> Image-grounded pointing data:
»»
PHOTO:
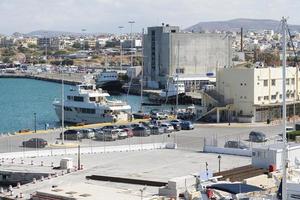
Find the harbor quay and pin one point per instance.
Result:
(138, 164)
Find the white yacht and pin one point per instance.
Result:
(171, 89)
(109, 80)
(86, 104)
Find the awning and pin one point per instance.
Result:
(235, 188)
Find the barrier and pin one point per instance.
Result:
(83, 150)
(230, 151)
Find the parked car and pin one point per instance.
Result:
(187, 125)
(109, 127)
(159, 116)
(236, 145)
(35, 143)
(176, 123)
(72, 134)
(256, 136)
(128, 131)
(88, 133)
(141, 131)
(107, 135)
(168, 128)
(156, 130)
(121, 133)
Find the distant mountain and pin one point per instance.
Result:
(46, 33)
(236, 24)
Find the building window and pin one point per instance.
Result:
(273, 97)
(273, 82)
(266, 97)
(293, 81)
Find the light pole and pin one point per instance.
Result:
(121, 47)
(142, 192)
(34, 114)
(131, 37)
(219, 157)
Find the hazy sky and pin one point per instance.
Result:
(106, 15)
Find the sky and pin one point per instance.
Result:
(106, 16)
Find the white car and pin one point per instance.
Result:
(168, 128)
(122, 134)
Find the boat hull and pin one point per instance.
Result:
(111, 86)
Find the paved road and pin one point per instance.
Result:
(189, 140)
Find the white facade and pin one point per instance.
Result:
(256, 93)
(272, 155)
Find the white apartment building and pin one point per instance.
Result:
(256, 93)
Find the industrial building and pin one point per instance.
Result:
(255, 94)
(168, 51)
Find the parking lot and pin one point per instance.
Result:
(185, 139)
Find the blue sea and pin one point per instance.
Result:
(21, 98)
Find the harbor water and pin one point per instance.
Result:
(21, 98)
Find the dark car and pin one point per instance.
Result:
(141, 131)
(109, 127)
(88, 133)
(236, 145)
(256, 136)
(186, 125)
(176, 123)
(72, 135)
(156, 130)
(35, 143)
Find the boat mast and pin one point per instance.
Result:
(142, 72)
(177, 69)
(285, 145)
(62, 105)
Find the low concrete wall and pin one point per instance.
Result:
(230, 151)
(84, 150)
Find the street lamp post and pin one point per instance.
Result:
(219, 157)
(34, 122)
(131, 37)
(121, 48)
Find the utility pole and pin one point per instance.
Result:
(121, 48)
(285, 145)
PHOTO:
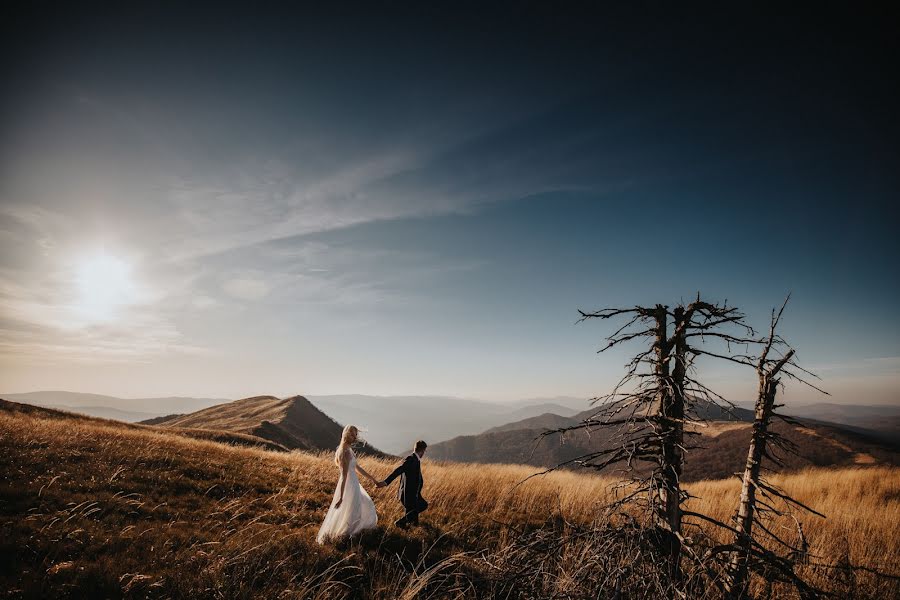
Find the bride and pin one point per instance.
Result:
(352, 510)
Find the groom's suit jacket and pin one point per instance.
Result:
(410, 473)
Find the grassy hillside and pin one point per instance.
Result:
(94, 508)
(213, 435)
(291, 422)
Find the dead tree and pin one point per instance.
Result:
(665, 396)
(757, 495)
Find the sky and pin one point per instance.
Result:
(227, 202)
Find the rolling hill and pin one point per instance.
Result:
(97, 508)
(291, 422)
(198, 433)
(722, 444)
(110, 407)
(393, 423)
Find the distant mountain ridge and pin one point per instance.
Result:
(393, 423)
(130, 410)
(290, 422)
(212, 435)
(723, 443)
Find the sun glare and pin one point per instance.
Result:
(105, 285)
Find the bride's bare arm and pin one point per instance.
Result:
(345, 465)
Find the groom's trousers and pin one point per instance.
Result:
(412, 512)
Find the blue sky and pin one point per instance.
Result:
(415, 203)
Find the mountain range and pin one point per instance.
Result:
(719, 447)
(293, 423)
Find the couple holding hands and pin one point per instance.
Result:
(352, 509)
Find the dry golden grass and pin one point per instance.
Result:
(89, 507)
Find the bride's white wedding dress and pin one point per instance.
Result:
(357, 511)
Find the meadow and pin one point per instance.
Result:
(91, 508)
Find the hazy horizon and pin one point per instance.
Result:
(399, 201)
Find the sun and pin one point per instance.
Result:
(105, 286)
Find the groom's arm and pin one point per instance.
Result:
(398, 471)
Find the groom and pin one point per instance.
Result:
(410, 495)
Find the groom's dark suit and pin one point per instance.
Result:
(410, 494)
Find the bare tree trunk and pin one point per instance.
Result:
(672, 412)
(737, 572)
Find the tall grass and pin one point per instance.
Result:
(89, 508)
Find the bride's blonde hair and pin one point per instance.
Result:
(345, 442)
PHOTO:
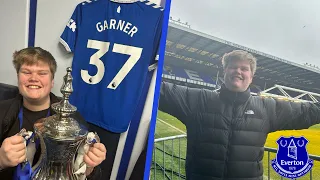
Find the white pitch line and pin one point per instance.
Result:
(171, 126)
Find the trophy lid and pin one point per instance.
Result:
(62, 126)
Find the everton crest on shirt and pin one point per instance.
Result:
(113, 45)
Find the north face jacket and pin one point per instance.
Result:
(226, 131)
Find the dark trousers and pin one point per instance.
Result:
(110, 140)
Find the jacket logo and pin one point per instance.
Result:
(248, 112)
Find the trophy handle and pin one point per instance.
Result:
(78, 164)
(43, 153)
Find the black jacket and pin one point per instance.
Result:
(226, 131)
(9, 110)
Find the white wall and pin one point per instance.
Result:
(14, 22)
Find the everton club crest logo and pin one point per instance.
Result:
(292, 160)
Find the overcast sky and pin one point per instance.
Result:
(289, 29)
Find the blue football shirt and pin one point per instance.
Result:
(113, 45)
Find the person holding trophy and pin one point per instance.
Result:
(35, 69)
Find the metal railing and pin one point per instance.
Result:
(169, 155)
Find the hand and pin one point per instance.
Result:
(12, 151)
(95, 155)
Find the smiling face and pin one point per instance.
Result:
(35, 82)
(238, 75)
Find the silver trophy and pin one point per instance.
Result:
(60, 138)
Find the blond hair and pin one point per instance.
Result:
(33, 55)
(240, 55)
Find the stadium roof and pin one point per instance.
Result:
(188, 45)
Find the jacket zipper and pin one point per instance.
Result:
(230, 131)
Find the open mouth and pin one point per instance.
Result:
(33, 87)
(236, 78)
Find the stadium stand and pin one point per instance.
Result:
(194, 59)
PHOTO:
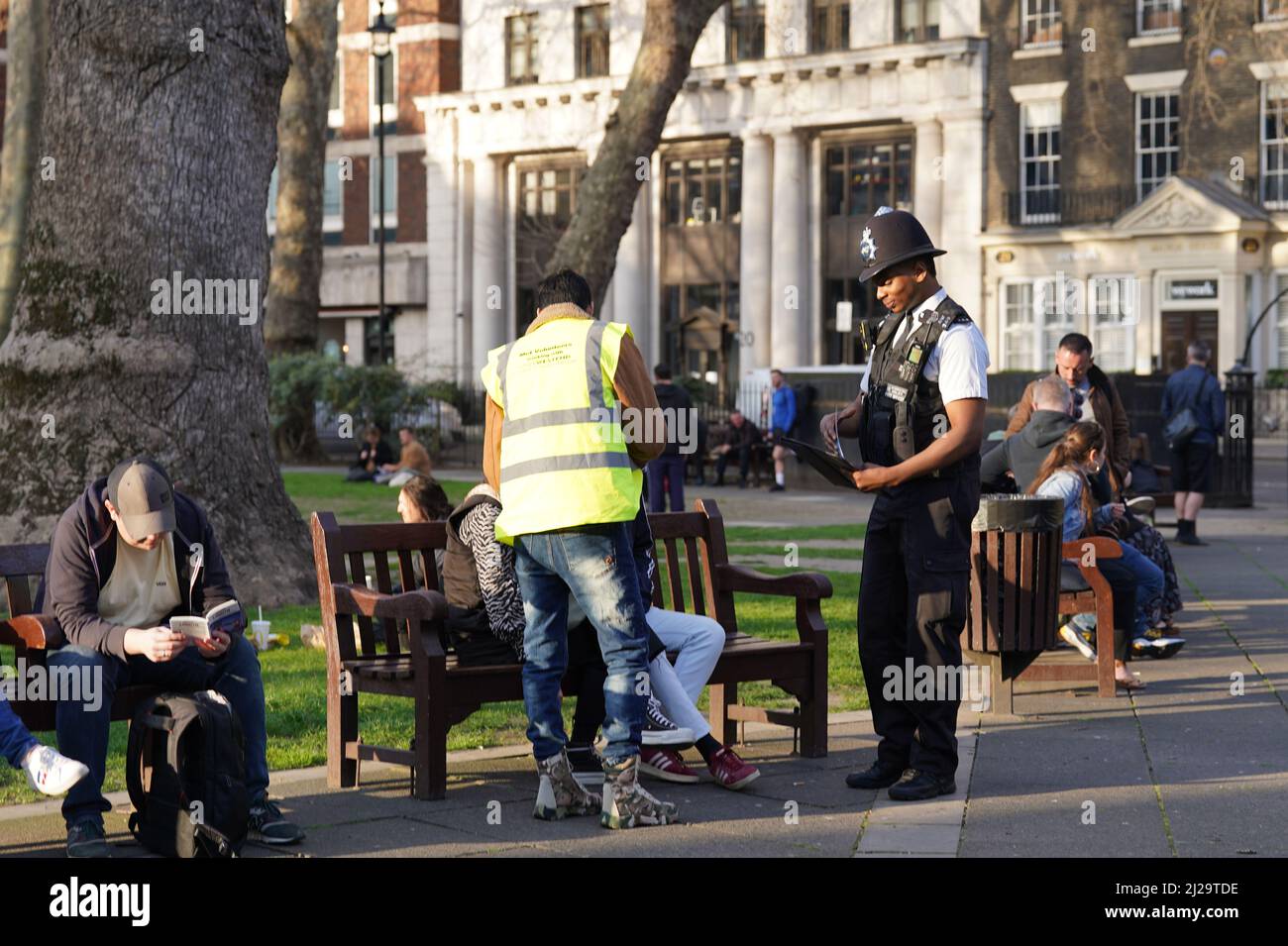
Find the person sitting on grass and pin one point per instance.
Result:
(412, 460)
(373, 457)
(1064, 475)
(121, 563)
(48, 770)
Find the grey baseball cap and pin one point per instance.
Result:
(143, 497)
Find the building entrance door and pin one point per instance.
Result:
(1183, 327)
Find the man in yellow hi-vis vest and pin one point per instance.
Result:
(570, 485)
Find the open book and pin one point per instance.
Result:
(226, 617)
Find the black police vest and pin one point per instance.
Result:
(903, 408)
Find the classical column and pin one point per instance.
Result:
(630, 295)
(790, 277)
(488, 264)
(927, 201)
(962, 209)
(754, 263)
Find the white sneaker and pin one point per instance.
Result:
(52, 773)
(1074, 640)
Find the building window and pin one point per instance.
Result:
(546, 200)
(390, 188)
(1113, 321)
(745, 30)
(335, 107)
(384, 111)
(1158, 149)
(1039, 24)
(520, 50)
(918, 21)
(703, 190)
(1039, 162)
(1274, 138)
(591, 40)
(829, 26)
(863, 176)
(1158, 16)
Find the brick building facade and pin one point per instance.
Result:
(1136, 185)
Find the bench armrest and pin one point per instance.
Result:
(810, 585)
(411, 605)
(34, 631)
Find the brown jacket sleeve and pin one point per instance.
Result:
(1120, 448)
(1022, 411)
(492, 444)
(635, 390)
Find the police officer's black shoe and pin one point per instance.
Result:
(914, 786)
(875, 777)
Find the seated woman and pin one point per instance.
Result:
(1064, 475)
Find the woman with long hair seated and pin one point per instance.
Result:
(1064, 475)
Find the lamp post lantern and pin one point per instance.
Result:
(381, 48)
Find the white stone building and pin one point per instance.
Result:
(797, 121)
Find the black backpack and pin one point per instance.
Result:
(185, 771)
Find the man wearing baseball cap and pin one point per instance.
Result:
(919, 421)
(129, 555)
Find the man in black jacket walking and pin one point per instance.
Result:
(129, 555)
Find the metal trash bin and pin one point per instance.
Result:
(1014, 587)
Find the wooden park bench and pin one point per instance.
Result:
(33, 636)
(1021, 578)
(696, 559)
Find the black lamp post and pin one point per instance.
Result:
(381, 48)
(1240, 399)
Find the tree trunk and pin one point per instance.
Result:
(606, 194)
(295, 274)
(27, 43)
(291, 314)
(162, 121)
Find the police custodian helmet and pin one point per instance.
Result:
(893, 236)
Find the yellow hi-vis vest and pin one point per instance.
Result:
(563, 455)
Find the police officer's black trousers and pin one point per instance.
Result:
(912, 609)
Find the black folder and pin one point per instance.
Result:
(833, 469)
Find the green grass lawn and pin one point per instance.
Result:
(294, 678)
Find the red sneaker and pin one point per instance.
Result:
(730, 771)
(666, 765)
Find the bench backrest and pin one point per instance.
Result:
(690, 546)
(21, 568)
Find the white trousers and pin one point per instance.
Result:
(698, 643)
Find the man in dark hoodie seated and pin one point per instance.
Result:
(1017, 460)
(129, 555)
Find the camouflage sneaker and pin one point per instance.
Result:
(559, 793)
(626, 804)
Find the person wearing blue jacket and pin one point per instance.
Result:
(1194, 387)
(782, 420)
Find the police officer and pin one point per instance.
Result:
(919, 421)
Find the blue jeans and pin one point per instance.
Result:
(596, 566)
(16, 740)
(1134, 571)
(670, 467)
(82, 732)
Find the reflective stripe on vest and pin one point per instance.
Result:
(563, 455)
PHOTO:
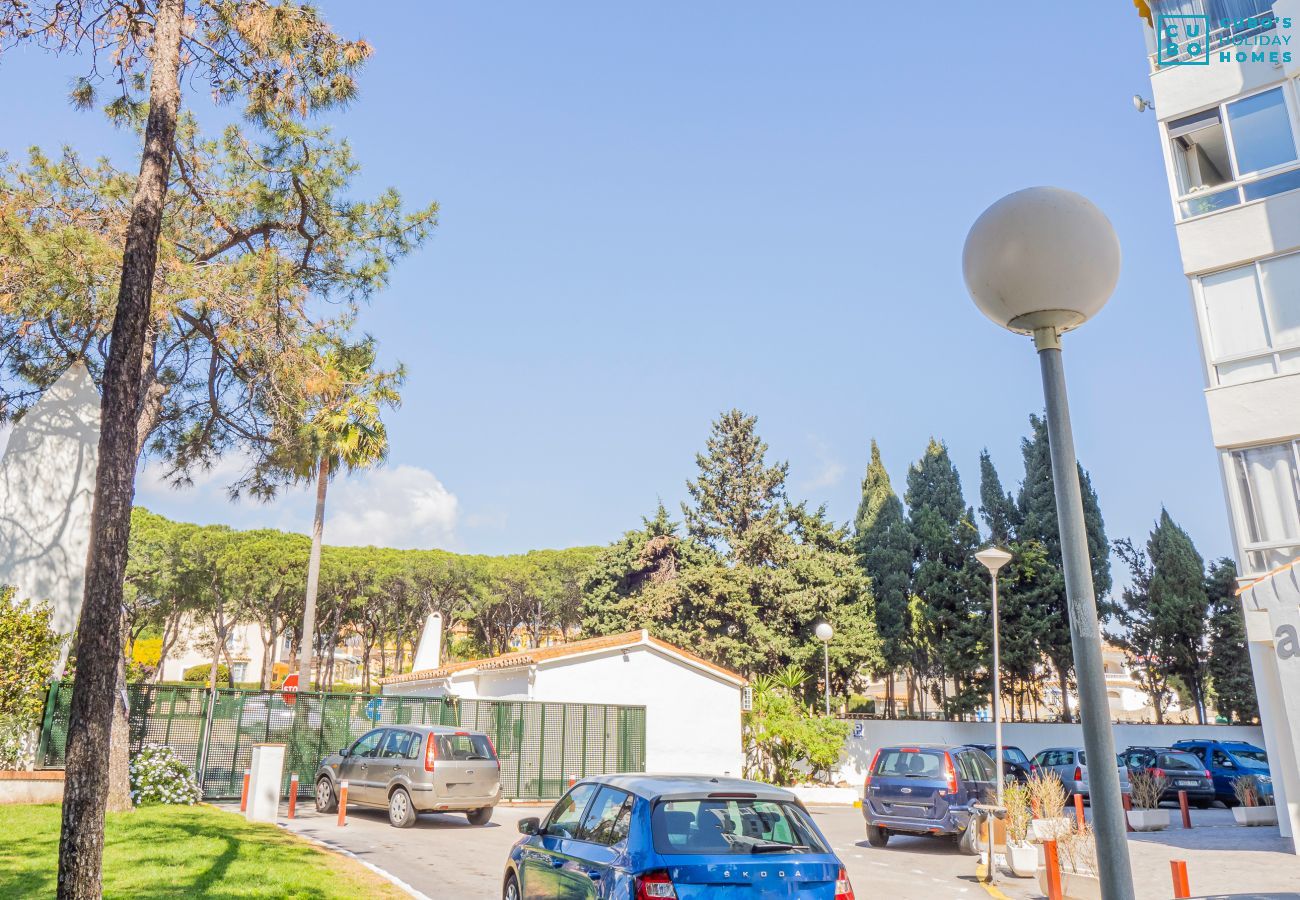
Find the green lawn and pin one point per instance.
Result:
(182, 852)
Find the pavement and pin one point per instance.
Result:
(443, 857)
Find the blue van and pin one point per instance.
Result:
(926, 790)
(1229, 760)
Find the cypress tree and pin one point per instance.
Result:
(1039, 523)
(945, 578)
(1179, 605)
(883, 542)
(1231, 679)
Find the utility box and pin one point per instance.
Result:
(267, 775)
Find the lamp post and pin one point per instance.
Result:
(1043, 262)
(824, 632)
(993, 559)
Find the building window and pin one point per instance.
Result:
(1240, 151)
(1270, 505)
(1252, 316)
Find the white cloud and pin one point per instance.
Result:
(398, 506)
(403, 506)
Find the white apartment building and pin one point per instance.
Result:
(1227, 100)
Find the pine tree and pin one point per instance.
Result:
(1038, 514)
(1181, 605)
(945, 578)
(1231, 679)
(883, 541)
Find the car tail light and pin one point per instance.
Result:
««
> Work item: Each line of the records with the word "lawn" in it is to be copied.

> Reply:
Find the green grass lawn and pin one point per instance.
Find the green lawn and pin one point per instance.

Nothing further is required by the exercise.